> **EXERCISE INPUT**:
--- start ---

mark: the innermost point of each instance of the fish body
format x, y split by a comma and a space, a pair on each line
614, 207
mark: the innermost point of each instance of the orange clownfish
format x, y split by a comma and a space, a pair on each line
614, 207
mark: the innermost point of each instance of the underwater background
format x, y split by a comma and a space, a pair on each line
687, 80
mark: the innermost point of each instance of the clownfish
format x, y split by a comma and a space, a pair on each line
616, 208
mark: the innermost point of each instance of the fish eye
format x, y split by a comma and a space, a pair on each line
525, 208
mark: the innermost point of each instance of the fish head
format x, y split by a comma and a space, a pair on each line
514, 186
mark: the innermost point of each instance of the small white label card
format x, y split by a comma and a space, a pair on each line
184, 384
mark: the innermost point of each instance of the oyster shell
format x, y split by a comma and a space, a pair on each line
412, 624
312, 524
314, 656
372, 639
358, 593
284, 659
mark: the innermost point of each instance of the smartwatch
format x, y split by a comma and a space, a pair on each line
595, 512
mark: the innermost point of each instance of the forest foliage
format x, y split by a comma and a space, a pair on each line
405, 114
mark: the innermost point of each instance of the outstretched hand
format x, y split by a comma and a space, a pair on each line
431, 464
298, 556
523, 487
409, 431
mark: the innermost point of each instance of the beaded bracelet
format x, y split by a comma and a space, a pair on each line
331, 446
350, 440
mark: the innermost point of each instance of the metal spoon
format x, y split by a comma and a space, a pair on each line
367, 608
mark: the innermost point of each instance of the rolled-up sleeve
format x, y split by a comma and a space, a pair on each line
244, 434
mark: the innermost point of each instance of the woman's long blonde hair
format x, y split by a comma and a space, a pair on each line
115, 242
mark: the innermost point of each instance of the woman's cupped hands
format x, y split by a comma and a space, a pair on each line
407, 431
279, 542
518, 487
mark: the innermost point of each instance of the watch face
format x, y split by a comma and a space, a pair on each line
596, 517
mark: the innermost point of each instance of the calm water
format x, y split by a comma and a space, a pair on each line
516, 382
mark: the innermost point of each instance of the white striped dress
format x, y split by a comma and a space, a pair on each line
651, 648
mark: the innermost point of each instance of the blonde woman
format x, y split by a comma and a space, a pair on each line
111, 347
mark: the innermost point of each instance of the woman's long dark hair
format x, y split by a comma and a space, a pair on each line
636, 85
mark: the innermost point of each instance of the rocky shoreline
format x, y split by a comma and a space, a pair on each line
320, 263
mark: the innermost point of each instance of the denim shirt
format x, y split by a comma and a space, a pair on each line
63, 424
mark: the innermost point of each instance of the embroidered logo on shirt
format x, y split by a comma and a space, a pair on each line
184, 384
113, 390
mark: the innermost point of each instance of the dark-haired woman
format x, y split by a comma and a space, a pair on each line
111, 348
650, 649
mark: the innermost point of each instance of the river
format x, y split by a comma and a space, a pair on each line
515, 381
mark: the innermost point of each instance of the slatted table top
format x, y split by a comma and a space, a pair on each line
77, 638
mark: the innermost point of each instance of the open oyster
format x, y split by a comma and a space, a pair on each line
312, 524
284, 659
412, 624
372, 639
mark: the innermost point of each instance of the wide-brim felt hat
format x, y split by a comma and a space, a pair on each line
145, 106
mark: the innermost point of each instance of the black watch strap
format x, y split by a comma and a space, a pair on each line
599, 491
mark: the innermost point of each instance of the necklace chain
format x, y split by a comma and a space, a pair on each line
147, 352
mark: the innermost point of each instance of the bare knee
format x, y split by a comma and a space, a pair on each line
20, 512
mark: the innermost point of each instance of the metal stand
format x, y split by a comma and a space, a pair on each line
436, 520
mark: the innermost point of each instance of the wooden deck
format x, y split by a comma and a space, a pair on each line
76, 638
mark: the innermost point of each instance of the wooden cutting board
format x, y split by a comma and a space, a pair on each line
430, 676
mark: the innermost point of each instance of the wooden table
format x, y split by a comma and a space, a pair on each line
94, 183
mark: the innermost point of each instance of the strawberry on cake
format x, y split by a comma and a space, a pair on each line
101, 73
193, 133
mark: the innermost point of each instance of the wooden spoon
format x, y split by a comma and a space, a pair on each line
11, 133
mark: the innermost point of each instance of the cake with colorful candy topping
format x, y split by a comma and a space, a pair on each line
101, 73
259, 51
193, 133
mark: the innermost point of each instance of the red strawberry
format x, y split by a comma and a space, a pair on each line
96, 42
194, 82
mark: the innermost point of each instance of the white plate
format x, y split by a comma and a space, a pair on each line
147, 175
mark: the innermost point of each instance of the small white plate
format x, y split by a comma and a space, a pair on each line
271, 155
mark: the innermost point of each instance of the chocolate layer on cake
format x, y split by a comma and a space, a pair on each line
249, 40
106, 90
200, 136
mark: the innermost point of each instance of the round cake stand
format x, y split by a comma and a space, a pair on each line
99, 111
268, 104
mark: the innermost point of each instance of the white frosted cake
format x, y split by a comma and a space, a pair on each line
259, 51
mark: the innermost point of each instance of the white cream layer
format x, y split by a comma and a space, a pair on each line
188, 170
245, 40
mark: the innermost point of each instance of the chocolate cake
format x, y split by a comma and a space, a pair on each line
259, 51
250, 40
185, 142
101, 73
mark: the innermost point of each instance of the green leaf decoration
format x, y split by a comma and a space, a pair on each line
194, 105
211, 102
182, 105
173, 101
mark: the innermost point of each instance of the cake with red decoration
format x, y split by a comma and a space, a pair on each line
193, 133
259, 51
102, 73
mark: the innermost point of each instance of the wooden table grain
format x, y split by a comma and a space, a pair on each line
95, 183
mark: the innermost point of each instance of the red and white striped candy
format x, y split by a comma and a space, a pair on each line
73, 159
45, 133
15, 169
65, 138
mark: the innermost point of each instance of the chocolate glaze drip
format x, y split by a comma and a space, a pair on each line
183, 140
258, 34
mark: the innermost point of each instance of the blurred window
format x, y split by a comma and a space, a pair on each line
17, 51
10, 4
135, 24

--- end ---
--- start ---

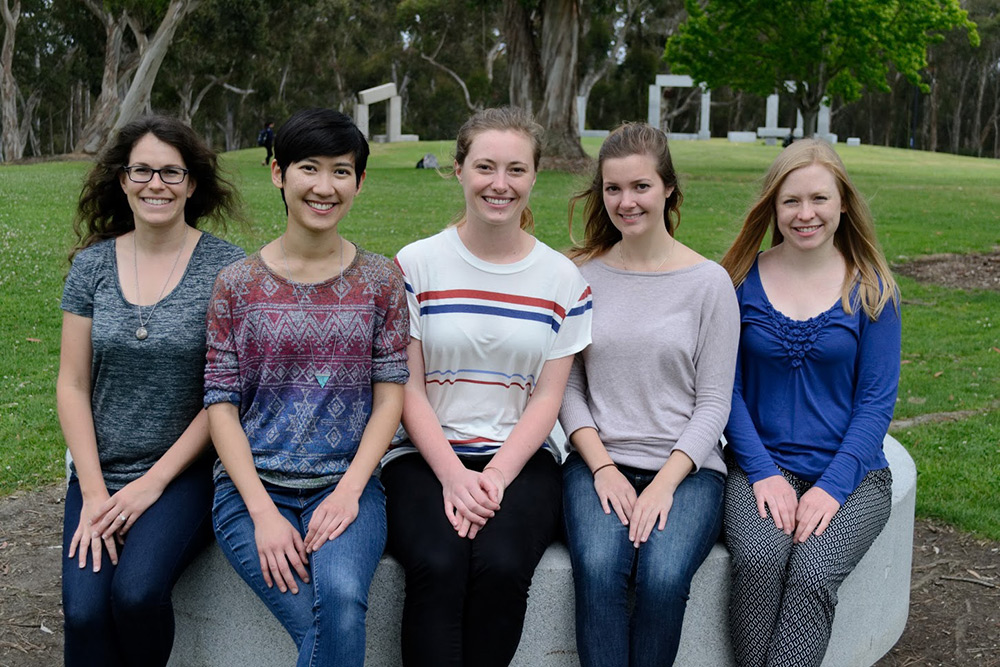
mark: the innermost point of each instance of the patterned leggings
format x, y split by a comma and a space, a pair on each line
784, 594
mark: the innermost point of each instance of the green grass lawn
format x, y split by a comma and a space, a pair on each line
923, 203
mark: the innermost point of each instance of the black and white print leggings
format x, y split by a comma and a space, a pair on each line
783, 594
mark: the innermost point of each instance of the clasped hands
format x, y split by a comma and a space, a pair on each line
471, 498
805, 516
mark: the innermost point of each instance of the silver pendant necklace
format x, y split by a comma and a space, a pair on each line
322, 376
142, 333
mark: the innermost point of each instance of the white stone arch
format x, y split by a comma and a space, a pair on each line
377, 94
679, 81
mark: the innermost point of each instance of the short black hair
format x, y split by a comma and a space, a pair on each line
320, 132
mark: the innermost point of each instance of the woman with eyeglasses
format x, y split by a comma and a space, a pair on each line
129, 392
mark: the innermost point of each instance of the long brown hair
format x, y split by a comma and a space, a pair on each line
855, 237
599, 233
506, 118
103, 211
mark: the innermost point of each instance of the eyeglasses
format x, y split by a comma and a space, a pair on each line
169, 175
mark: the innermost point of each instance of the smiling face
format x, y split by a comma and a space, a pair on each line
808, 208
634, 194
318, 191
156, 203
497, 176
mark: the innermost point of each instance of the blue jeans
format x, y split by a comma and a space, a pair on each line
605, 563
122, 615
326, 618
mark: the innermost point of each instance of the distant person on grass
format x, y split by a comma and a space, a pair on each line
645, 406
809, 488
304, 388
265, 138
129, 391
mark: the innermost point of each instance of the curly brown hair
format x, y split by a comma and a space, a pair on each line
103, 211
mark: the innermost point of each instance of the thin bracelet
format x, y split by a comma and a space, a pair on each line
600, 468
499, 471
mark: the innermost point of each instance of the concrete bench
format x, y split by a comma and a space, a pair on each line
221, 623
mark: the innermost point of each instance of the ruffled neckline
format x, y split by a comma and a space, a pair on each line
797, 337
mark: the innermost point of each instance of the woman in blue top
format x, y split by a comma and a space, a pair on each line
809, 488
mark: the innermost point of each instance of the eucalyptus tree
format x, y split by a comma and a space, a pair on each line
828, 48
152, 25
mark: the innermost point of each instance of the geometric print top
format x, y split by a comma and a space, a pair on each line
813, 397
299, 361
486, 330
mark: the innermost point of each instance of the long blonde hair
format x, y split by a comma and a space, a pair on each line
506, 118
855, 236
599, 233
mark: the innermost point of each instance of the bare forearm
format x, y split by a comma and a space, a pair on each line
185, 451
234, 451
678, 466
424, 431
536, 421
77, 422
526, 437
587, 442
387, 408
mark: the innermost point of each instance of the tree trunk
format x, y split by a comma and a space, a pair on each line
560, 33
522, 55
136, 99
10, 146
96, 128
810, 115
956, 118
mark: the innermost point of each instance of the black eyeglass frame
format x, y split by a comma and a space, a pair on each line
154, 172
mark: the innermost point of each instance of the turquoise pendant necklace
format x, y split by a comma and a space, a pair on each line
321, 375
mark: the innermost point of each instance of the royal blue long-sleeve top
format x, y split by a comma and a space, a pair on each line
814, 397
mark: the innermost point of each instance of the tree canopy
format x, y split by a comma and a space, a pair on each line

--- end ---
--- start ---

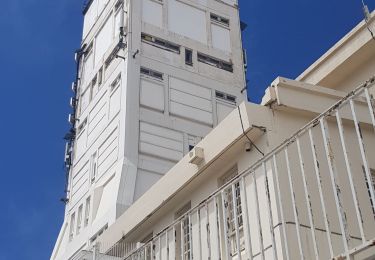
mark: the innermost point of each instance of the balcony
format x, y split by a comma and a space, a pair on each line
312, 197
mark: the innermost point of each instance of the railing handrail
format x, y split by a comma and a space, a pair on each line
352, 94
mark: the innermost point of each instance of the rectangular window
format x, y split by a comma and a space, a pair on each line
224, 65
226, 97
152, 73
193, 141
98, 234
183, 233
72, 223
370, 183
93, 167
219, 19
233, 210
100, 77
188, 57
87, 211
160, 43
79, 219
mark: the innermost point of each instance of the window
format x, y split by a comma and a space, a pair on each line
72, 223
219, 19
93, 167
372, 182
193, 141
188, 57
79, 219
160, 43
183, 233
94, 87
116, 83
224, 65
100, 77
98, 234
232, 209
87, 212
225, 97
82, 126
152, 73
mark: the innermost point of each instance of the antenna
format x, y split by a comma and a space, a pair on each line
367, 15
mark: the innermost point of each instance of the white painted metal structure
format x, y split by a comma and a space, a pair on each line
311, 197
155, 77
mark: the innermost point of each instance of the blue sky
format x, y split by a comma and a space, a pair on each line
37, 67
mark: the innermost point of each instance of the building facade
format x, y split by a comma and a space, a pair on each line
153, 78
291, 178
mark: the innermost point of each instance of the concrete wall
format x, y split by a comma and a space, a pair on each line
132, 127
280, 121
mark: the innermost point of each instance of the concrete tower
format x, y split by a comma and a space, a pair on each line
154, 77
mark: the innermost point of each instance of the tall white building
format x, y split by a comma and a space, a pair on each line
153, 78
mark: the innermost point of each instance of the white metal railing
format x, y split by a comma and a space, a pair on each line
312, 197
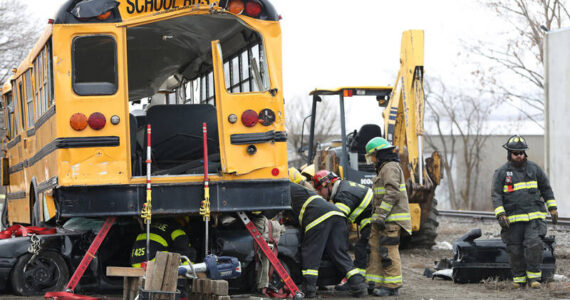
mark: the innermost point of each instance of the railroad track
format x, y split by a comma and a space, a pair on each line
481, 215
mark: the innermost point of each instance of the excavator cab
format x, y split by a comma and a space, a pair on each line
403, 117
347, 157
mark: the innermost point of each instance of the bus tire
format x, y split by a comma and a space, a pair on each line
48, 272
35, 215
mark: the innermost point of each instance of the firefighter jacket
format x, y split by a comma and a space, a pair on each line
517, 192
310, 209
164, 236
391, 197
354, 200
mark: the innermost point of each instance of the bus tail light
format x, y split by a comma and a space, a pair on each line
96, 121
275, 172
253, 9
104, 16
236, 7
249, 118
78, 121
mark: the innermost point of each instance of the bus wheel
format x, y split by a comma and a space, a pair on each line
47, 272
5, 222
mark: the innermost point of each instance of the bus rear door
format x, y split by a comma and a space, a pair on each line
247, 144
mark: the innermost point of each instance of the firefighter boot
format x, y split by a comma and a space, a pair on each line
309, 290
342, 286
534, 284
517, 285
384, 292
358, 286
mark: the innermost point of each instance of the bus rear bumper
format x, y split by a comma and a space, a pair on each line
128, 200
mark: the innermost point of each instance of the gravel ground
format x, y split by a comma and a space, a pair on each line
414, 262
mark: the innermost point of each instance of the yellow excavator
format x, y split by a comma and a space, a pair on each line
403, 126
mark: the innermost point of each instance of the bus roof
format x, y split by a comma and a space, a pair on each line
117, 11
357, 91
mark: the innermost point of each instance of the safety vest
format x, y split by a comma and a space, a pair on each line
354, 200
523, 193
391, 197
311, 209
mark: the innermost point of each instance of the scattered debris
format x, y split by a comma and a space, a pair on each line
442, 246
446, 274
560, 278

--- end ---

> **YOUR GOAL**: Which lines of the listing above contain the string "spoon"? Return each of those lines in full, treating uppercase and lowercase as different.

> **SOLUTION FOR THIS PROBLEM**:
mark: the innermost point of each instance of the metal spoon
mark: the innermost point of each instance of the wooden spoon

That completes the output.